#### TASK TO CARRY OUT
Send back every record word for word, with nothing missing.

#### RECORDS TO PROCESS
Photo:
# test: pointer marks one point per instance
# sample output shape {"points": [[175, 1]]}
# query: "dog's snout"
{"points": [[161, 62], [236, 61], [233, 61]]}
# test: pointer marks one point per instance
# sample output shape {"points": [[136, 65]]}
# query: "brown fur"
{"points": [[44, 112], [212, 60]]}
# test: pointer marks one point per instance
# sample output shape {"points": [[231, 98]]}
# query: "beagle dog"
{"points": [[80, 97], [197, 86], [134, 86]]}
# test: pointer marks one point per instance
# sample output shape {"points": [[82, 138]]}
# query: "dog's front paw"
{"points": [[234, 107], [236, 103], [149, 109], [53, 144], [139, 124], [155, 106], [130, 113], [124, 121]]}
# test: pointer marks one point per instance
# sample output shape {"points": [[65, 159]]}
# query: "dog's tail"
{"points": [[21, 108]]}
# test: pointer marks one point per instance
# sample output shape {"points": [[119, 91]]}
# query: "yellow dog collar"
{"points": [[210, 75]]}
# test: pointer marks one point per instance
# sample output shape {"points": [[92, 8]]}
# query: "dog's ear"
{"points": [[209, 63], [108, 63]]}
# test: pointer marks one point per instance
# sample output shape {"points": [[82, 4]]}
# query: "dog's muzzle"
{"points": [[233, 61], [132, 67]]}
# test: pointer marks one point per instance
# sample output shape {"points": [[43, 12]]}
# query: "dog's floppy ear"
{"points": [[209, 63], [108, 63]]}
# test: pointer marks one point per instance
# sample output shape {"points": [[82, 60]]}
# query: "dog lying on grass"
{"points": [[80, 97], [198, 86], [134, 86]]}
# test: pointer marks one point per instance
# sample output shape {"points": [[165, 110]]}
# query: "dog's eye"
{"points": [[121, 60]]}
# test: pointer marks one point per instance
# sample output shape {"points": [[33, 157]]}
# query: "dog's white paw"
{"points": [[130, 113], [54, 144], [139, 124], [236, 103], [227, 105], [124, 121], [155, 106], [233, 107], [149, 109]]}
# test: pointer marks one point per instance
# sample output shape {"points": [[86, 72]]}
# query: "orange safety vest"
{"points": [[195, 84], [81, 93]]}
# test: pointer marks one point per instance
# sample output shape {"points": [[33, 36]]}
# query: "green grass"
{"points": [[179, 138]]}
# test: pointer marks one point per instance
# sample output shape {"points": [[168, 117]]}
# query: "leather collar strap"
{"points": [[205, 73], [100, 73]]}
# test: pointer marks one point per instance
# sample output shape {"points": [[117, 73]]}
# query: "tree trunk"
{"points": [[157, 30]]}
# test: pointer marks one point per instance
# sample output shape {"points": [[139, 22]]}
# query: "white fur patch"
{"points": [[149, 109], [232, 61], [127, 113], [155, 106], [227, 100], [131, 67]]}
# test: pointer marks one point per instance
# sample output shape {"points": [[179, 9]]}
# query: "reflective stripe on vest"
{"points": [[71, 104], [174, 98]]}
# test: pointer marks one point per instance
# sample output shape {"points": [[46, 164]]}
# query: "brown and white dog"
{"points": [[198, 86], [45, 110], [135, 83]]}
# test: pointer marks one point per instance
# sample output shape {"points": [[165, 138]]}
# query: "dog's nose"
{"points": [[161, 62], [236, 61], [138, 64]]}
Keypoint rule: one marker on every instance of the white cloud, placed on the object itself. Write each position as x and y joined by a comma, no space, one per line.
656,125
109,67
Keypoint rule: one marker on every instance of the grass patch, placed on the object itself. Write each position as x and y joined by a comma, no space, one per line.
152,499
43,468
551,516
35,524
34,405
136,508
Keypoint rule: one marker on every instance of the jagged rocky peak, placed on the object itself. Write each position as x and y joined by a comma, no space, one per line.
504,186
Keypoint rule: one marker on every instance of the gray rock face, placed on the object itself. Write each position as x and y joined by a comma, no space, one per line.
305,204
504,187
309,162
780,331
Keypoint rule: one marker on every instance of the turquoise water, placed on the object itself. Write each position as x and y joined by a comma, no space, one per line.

#### TASK SOLUTION
Photo:
# test: pointer marks one point per instance
# sample output shape {"points": [[175, 1]]}
# query: "dog's snout"
{"points": [[161, 62], [236, 61], [233, 61]]}
# test: pointer marks one point per instance
# sample output shape {"points": [[136, 65]]}
# query: "brown fur"
{"points": [[44, 112], [212, 60]]}
# test: pointer marks one point per instance
# sample output shape {"points": [[231, 98]]}
# query: "beagle dog"
{"points": [[80, 97], [197, 86], [134, 86]]}
# test: pointer marks one point per instance
# sample output shape {"points": [[82, 138]]}
# query: "dog's front paw"
{"points": [[234, 107], [236, 103], [149, 109], [53, 144], [139, 124], [155, 106], [130, 113], [124, 121]]}
# test: pointer marks one point per instance
# sample output shape {"points": [[65, 159]]}
# query: "dog's tail"
{"points": [[21, 108]]}
# test: pointer marks one point per instance
# sample output shape {"points": [[119, 91]]}
# query: "yellow dog collar"
{"points": [[210, 75]]}
# test: pointer marks one point per instance
# sample output shape {"points": [[92, 8]]}
# query: "dog's ear"
{"points": [[209, 63], [108, 63]]}
# test: pointer marks one point per instance
# sample output shape {"points": [[82, 4]]}
# query: "dog's muzzle"
{"points": [[233, 61], [132, 67]]}
# test: pointer marks one point per instance
# sample output shape {"points": [[43, 12]]}
# query: "dog's floppy ear"
{"points": [[209, 63], [108, 63]]}
# test: pointer marks one point per instance
# sample output shape {"points": [[82, 60]]}
# query: "dog lying on grass"
{"points": [[80, 97], [198, 86], [134, 86]]}
# test: pointer marks one point per instance
# sample output shape {"points": [[165, 110]]}
# query: "dog's eye"
{"points": [[121, 60]]}
# test: pointer marks one point per instance
# sample output shape {"points": [[33, 157]]}
# query: "dog's white paw"
{"points": [[130, 113], [54, 144], [139, 124], [236, 103], [227, 105], [124, 121], [155, 106], [233, 107], [149, 109]]}
# test: pointer marks one point per instance
# sample output shape {"points": [[86, 72]]}
# query: "orange safety vest"
{"points": [[195, 84], [81, 93]]}
# test: pointer marks one point per instance
# sample output shape {"points": [[33, 36]]}
# query: "green grass"
{"points": [[179, 138]]}
# test: pointer marks one point per instance
# sample output shape {"points": [[168, 117]]}
# query: "leather collar strap"
{"points": [[205, 73], [100, 73]]}
# test: pointer marks one point per instance
# sample output shape {"points": [[117, 73]]}
# query: "tree trunk"
{"points": [[157, 30]]}
# test: pointer marks one point per instance
# sample output shape {"points": [[139, 22]]}
# query: "white fur patch"
{"points": [[149, 109], [232, 61], [127, 113], [155, 106], [227, 100], [131, 67]]}
# test: pointer marks one point per instance
# sample output shape {"points": [[179, 9]]}
# query: "reflective stripe on vest"
{"points": [[71, 104], [174, 98]]}
# test: pointer marks one point per instance
# sample output shape {"points": [[46, 164]]}
# query: "brown and white dog"
{"points": [[198, 86], [45, 110], [135, 83]]}
# test: pointer marks one point per instance
# sample output shape {"points": [[165, 138]]}
# query: "dog's nose"
{"points": [[161, 62], [236, 61], [138, 64]]}
Keypoint rule: one marker on every instance of the white cloud, placed on the object itself. Write each position as x and y joined by a comma, no space, one per line.
656,125
109,67
Keypoint rule: one marker on every instance of the grass patch, placed on the object itself. Write each position as x and y joined by a comma, no space, one per line.
152,499
43,468
551,516
35,524
34,405
136,508
Keypoint rule: one marker on every instance of the jagged rocky peak, placed on the object itself. Write each position as x and y joined by a comma, no space, one per line.
504,186
Keypoint rule: one marker on every instance of the gray rock face, placed on the object itself. Write each position as x and y joined by a comma, no space, one per line.
305,204
504,187
309,162
780,331
Keypoint rule: one marker on every instance of the turquoise water, placed on the object itself. Write each position as x and y joined by a comma, no space, one per line.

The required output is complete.